▶ [TASK GOAL]:
Find "# test: identify the window sill" in the data below; transcribe the line it appears on and each line after it, exactly, to the end, and nothing else.

[Coordinate labeling data]
-- -- --

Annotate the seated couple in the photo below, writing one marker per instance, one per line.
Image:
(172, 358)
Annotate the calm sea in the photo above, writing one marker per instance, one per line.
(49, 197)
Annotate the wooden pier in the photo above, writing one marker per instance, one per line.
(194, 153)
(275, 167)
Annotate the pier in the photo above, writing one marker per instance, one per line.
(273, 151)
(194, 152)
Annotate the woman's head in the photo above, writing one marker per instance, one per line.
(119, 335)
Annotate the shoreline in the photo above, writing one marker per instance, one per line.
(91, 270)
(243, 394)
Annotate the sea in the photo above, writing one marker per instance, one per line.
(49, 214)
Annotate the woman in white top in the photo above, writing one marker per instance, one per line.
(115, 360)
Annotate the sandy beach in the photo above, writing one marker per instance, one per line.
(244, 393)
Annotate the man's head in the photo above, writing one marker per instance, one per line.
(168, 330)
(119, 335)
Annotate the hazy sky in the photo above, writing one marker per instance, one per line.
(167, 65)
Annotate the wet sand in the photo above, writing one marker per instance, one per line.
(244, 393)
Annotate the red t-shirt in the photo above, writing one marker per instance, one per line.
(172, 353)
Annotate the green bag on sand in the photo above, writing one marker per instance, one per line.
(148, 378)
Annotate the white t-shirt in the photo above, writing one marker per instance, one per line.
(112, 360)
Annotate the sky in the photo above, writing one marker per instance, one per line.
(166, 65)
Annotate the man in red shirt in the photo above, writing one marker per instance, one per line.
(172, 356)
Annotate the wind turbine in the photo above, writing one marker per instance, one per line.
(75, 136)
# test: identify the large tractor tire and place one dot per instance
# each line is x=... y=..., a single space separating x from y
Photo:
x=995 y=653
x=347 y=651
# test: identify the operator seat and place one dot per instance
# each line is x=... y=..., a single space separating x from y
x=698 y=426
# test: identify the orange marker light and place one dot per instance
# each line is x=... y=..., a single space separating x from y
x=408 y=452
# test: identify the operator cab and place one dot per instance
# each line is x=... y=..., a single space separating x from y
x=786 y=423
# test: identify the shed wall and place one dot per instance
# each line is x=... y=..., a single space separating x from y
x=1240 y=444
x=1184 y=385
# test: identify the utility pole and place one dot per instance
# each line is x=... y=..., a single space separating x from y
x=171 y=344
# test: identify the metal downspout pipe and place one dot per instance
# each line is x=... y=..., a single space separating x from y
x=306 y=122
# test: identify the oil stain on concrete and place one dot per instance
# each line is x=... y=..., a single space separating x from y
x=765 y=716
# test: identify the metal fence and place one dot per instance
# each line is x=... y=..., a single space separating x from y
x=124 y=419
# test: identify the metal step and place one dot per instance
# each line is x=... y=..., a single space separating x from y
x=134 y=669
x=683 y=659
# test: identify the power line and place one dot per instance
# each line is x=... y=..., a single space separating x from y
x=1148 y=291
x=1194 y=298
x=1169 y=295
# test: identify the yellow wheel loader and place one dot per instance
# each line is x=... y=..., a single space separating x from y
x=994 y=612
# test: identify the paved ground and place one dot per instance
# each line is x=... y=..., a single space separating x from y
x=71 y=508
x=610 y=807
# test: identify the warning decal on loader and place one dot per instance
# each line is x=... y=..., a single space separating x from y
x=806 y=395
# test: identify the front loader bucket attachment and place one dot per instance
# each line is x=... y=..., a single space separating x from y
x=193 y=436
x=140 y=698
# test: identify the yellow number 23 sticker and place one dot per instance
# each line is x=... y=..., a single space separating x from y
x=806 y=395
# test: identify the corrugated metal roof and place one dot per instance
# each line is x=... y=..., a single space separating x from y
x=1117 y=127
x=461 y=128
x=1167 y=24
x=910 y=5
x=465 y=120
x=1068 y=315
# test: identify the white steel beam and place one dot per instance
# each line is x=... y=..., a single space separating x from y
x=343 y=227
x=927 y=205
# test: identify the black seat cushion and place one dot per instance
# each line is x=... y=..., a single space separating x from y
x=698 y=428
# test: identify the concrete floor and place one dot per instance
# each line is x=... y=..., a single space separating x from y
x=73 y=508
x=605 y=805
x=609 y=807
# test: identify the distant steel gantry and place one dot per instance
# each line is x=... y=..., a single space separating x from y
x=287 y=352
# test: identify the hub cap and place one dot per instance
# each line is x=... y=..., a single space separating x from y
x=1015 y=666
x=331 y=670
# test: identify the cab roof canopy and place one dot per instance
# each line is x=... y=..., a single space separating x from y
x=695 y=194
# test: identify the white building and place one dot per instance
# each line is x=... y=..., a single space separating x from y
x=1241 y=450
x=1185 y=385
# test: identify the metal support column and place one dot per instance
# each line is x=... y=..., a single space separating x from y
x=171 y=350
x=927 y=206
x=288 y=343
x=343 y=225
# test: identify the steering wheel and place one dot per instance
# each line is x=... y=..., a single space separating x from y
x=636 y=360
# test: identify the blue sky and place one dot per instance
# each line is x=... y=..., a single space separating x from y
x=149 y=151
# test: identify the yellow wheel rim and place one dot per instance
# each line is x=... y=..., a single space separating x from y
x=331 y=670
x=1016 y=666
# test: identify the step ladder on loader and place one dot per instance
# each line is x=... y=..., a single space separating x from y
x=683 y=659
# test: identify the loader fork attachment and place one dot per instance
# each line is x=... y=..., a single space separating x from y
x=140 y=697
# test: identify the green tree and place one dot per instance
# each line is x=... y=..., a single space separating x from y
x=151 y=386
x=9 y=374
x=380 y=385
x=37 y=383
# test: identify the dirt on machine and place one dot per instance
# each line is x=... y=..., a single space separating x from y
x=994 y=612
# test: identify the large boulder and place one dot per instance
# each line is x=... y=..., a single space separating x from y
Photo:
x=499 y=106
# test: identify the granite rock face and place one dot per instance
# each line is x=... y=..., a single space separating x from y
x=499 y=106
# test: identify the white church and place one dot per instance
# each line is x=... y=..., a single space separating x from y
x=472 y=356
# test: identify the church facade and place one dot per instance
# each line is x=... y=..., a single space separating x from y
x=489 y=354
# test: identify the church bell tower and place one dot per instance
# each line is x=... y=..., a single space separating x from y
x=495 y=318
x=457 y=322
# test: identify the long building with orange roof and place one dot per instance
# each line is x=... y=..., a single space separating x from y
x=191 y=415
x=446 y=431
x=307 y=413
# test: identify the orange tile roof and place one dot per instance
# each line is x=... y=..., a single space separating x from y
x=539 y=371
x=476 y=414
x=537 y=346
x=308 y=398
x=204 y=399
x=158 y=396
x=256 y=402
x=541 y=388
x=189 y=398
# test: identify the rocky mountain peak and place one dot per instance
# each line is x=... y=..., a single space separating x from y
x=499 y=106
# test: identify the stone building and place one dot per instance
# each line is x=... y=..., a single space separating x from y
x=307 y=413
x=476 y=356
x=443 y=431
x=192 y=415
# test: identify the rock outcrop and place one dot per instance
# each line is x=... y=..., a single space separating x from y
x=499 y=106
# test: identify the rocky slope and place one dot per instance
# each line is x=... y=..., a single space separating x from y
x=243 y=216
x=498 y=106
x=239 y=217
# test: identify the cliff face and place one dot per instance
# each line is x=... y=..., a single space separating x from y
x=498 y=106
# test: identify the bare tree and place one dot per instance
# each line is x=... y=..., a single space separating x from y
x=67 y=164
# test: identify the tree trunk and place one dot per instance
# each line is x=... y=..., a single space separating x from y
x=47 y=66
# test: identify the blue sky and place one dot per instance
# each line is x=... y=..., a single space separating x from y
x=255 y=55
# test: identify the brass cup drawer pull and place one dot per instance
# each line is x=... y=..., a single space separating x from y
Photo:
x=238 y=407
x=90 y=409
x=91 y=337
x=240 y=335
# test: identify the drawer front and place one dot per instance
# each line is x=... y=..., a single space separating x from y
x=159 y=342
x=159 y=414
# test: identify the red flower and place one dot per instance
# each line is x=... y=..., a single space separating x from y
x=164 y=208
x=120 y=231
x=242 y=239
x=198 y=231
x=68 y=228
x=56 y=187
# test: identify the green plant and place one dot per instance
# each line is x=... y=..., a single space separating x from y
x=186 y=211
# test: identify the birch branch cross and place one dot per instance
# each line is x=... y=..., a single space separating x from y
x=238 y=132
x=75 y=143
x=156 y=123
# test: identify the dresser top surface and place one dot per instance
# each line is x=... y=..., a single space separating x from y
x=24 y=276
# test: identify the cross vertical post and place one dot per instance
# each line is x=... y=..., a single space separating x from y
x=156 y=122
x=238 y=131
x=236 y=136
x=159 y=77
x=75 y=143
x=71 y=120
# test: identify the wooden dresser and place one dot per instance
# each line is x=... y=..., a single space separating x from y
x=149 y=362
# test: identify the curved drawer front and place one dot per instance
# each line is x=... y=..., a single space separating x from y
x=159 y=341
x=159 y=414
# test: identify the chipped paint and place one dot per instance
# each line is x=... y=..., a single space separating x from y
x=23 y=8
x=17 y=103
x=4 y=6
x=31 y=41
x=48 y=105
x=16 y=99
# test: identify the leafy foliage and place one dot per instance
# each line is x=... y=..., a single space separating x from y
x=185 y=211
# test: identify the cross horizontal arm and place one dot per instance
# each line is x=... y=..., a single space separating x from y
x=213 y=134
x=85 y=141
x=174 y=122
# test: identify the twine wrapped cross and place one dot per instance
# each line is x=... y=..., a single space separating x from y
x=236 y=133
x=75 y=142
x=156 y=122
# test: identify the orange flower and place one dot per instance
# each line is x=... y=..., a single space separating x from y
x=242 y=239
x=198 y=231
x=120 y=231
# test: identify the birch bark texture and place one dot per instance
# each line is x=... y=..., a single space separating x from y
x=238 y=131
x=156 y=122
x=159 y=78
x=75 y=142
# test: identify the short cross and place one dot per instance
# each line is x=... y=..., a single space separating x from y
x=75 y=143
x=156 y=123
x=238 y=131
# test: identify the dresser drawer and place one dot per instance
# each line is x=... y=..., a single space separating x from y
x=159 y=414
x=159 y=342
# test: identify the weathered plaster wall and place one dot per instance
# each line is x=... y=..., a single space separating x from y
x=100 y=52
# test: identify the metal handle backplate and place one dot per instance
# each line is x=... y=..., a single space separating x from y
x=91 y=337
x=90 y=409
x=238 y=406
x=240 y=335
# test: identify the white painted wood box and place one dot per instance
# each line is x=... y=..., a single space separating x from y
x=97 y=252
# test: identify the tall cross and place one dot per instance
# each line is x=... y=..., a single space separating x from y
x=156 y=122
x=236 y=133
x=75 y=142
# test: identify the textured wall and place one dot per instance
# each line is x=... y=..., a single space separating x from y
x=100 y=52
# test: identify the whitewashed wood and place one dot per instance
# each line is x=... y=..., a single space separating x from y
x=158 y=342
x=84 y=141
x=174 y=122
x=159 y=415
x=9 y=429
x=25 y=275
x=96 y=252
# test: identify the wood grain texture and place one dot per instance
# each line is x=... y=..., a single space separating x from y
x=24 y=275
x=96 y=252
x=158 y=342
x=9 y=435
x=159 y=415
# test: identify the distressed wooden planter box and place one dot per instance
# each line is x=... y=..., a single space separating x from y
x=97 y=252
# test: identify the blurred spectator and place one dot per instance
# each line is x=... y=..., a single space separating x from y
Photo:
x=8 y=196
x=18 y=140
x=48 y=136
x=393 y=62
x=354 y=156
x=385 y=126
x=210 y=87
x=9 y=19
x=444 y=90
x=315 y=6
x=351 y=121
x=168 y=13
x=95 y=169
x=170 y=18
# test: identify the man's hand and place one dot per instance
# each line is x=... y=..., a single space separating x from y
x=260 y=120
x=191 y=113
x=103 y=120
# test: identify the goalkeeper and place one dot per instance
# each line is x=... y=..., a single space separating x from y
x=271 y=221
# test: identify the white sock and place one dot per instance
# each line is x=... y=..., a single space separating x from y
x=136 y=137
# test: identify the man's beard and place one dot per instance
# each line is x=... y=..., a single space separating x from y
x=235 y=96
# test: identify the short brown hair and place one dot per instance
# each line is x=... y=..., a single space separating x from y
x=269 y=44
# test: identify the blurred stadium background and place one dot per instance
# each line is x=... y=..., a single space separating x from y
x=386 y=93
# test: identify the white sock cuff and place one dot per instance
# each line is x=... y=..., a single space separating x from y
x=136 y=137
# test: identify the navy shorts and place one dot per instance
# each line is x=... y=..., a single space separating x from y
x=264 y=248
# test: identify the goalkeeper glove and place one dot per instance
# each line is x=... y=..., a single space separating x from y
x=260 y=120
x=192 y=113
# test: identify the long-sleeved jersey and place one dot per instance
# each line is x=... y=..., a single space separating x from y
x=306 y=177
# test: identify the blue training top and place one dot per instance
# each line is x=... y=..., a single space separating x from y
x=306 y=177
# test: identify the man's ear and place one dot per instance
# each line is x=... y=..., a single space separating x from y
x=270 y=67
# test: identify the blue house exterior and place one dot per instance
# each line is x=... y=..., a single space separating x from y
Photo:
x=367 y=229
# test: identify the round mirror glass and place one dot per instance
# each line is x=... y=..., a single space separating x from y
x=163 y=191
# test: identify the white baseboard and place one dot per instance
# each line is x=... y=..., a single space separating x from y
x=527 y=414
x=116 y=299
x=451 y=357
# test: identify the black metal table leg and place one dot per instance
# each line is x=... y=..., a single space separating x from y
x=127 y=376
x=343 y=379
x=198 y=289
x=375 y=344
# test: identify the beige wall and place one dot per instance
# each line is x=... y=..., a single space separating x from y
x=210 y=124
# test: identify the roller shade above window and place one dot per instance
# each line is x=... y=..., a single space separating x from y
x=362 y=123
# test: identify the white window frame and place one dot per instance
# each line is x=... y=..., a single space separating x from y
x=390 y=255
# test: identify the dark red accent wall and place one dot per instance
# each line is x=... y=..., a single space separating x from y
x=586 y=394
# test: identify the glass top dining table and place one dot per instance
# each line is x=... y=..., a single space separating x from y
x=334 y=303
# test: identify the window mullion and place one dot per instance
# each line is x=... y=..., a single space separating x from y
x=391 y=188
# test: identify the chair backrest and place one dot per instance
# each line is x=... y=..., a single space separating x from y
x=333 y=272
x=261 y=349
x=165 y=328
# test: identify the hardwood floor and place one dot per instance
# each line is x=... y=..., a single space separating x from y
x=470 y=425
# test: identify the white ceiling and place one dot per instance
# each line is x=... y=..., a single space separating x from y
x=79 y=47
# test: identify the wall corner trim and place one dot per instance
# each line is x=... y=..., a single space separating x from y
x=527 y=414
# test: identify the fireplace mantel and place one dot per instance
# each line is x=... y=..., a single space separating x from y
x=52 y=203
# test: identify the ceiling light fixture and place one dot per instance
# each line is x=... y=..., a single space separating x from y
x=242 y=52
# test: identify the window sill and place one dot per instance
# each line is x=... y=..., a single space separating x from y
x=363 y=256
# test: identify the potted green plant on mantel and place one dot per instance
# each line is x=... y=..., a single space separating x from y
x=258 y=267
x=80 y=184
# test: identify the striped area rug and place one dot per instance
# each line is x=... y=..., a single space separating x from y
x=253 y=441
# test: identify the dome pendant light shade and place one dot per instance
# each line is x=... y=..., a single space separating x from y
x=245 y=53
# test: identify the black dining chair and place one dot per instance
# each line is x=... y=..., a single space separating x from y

-- -- --

▶ [WORKED ANSWER]:
# test: identify the window sill and place one dot per instance
# each line is x=... y=..., a single space separating x from y
x=363 y=256
# test: identify the potted green plant on mantel and place one dot per instance
# each line is x=... y=..., a single space separating x from y
x=258 y=267
x=80 y=184
# test: identify the striped area rug and place one dot per instance
# each line is x=... y=..., a single space separating x from y
x=253 y=441
# test: identify the dome pendant light shade and place one dot per instance
# each line is x=... y=..., a single space separating x from y
x=245 y=53
# test: identify the black dining chair and place one dot per instance
# each line is x=... y=..., a single space separating x from y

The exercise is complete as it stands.